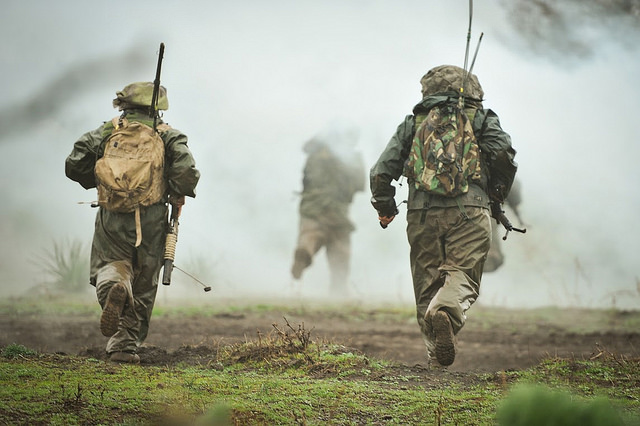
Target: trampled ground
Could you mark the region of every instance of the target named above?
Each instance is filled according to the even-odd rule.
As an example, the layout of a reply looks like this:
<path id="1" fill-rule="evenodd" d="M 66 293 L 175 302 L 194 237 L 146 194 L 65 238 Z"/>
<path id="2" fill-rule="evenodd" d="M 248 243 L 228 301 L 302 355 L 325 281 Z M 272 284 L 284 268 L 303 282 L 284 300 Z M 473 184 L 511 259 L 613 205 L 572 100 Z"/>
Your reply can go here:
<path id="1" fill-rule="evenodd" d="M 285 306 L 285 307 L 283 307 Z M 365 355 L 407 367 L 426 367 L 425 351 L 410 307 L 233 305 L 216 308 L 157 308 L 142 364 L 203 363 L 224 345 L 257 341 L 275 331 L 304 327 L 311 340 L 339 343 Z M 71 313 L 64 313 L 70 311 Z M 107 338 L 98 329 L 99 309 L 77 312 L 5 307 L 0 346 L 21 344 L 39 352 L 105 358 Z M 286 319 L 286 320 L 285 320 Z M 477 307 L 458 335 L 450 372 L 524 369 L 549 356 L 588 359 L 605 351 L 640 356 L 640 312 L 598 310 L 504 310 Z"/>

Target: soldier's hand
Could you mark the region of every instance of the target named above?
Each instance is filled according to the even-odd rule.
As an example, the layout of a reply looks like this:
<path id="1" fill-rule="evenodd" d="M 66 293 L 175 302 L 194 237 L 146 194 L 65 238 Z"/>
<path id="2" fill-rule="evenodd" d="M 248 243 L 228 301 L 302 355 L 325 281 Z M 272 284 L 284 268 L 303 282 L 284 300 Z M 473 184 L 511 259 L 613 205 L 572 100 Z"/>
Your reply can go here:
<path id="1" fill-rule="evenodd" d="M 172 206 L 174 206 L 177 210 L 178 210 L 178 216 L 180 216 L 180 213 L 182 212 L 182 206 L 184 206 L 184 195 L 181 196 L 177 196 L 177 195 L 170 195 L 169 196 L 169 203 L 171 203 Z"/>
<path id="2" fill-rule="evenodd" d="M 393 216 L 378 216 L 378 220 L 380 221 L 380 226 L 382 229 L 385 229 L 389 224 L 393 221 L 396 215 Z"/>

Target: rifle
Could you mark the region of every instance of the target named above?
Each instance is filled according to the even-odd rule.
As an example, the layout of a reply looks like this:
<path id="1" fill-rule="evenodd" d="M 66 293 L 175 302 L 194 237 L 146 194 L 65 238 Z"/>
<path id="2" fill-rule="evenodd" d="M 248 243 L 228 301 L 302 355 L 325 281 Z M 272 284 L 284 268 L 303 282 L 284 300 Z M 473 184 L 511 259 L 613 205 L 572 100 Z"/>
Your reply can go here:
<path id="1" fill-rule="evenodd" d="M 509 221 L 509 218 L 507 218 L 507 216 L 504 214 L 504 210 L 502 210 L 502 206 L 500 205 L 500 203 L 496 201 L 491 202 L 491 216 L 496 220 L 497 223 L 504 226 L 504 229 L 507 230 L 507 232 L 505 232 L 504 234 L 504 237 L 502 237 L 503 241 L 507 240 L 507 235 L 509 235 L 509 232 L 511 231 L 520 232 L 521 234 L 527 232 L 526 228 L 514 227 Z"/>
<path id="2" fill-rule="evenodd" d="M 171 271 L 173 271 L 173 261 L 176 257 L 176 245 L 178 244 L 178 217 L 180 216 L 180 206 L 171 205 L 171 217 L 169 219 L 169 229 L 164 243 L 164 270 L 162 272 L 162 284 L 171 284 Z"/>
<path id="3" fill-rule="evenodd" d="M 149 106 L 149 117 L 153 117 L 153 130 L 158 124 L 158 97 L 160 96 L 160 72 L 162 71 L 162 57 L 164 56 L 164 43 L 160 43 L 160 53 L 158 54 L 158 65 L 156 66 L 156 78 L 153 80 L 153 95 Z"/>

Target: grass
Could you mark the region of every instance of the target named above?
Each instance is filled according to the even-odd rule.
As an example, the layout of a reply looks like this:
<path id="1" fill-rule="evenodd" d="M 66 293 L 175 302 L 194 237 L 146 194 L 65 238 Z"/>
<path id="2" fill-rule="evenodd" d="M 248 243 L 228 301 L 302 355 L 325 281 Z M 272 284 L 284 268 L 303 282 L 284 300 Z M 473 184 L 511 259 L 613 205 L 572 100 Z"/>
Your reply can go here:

_ _ _ _ _

• SHORT PROBLEM:
Reproduce all of the records above, substituting "Place your reply here" for every occurrence of "Your reply can go here" and leaving everything else unchanged. Omit the pictures from your answer.

• EXERCISE ANSWER:
Target: trampled ground
Could you mark the region of every instance of the target named above?
Each instance is filled according to the even-odd rule.
As an example, the layout of a reply looks like this:
<path id="1" fill-rule="evenodd" d="M 66 293 L 175 302 L 194 237 L 146 194 L 65 238 Z"/>
<path id="2" fill-rule="evenodd" d="M 248 243 L 228 301 L 302 355 L 325 281 Z M 272 284 L 284 268 L 303 282 L 284 300 Z M 473 184 L 511 259 L 613 205 L 572 100 Z"/>
Place your reply here:
<path id="1" fill-rule="evenodd" d="M 285 306 L 285 307 L 283 307 Z M 365 355 L 407 367 L 426 367 L 425 351 L 410 307 L 233 305 L 216 308 L 157 308 L 142 364 L 203 363 L 224 345 L 257 341 L 275 331 L 304 327 L 311 340 L 339 343 Z M 71 313 L 64 313 L 70 311 Z M 107 338 L 98 329 L 99 309 L 77 312 L 5 307 L 0 346 L 21 344 L 39 352 L 105 358 Z M 286 319 L 286 320 L 285 320 Z M 477 307 L 458 335 L 450 372 L 524 369 L 549 356 L 588 359 L 605 351 L 640 356 L 640 312 L 598 310 L 504 310 Z"/>

Target: soldier's hand
Could you mark the region of every instance of the target named above?
Each instance is filled according to the even-odd rule.
As an example, the layout of a reply looks like this:
<path id="1" fill-rule="evenodd" d="M 66 293 L 175 302 L 194 237 L 146 194 L 65 238 Z"/>
<path id="2" fill-rule="evenodd" d="M 248 243 L 228 301 L 302 355 L 325 281 Z M 272 284 L 284 268 L 303 282 L 284 300 Z M 473 184 L 511 259 L 613 205 L 572 100 Z"/>
Place your reply here:
<path id="1" fill-rule="evenodd" d="M 172 206 L 174 206 L 177 210 L 178 210 L 178 216 L 180 216 L 180 213 L 182 212 L 182 206 L 184 206 L 184 195 L 181 196 L 177 196 L 177 195 L 170 195 L 169 196 L 169 203 L 171 203 Z"/>
<path id="2" fill-rule="evenodd" d="M 393 216 L 378 216 L 378 220 L 380 221 L 380 226 L 382 229 L 385 229 L 389 224 L 393 221 L 396 215 Z"/>

Target: rifle
Could you mark the region of every instance of the target named above?
Each instance is filled according to the even-odd rule.
As an example, the layout of a reply looks like this:
<path id="1" fill-rule="evenodd" d="M 66 293 L 175 302 L 194 237 L 146 194 L 65 238 Z"/>
<path id="2" fill-rule="evenodd" d="M 248 243 L 228 301 L 302 355 L 325 281 Z M 272 284 L 284 268 L 303 282 L 284 300 Z M 473 184 L 511 259 L 613 205 L 572 100 Z"/>
Place your reply here:
<path id="1" fill-rule="evenodd" d="M 509 221 L 509 218 L 507 218 L 507 216 L 504 214 L 504 210 L 502 210 L 502 206 L 500 205 L 500 203 L 496 201 L 491 202 L 491 216 L 496 220 L 497 223 L 504 226 L 504 229 L 507 230 L 507 232 L 505 232 L 504 234 L 504 237 L 502 237 L 503 241 L 507 240 L 507 235 L 509 235 L 509 232 L 511 231 L 520 232 L 521 234 L 527 232 L 526 228 L 514 227 Z"/>
<path id="2" fill-rule="evenodd" d="M 171 271 L 173 271 L 173 261 L 176 257 L 176 245 L 178 244 L 178 217 L 180 216 L 180 206 L 171 205 L 171 217 L 169 219 L 169 229 L 164 243 L 164 270 L 162 272 L 162 284 L 171 284 Z"/>
<path id="3" fill-rule="evenodd" d="M 149 106 L 149 117 L 153 117 L 153 130 L 158 124 L 158 97 L 160 96 L 160 72 L 162 71 L 162 57 L 164 56 L 164 43 L 160 43 L 160 53 L 158 54 L 158 65 L 156 66 L 156 78 L 153 80 L 153 95 Z"/>

Target: grass
Could you mark the region of every instance of the target named above?
Each instance is filled according to the even-odd rule.
As an example, the layout of a reply looks like this:
<path id="1" fill-rule="evenodd" d="M 66 293 L 175 302 L 194 237 L 146 194 L 65 238 Z"/>
<path id="2" fill-rule="evenodd" d="M 248 243 L 228 301 L 302 355 L 325 281 Z M 272 284 L 284 268 L 303 282 L 284 300 Z M 473 184 L 511 259 L 613 205 L 572 100 Z"/>
Place your reply here:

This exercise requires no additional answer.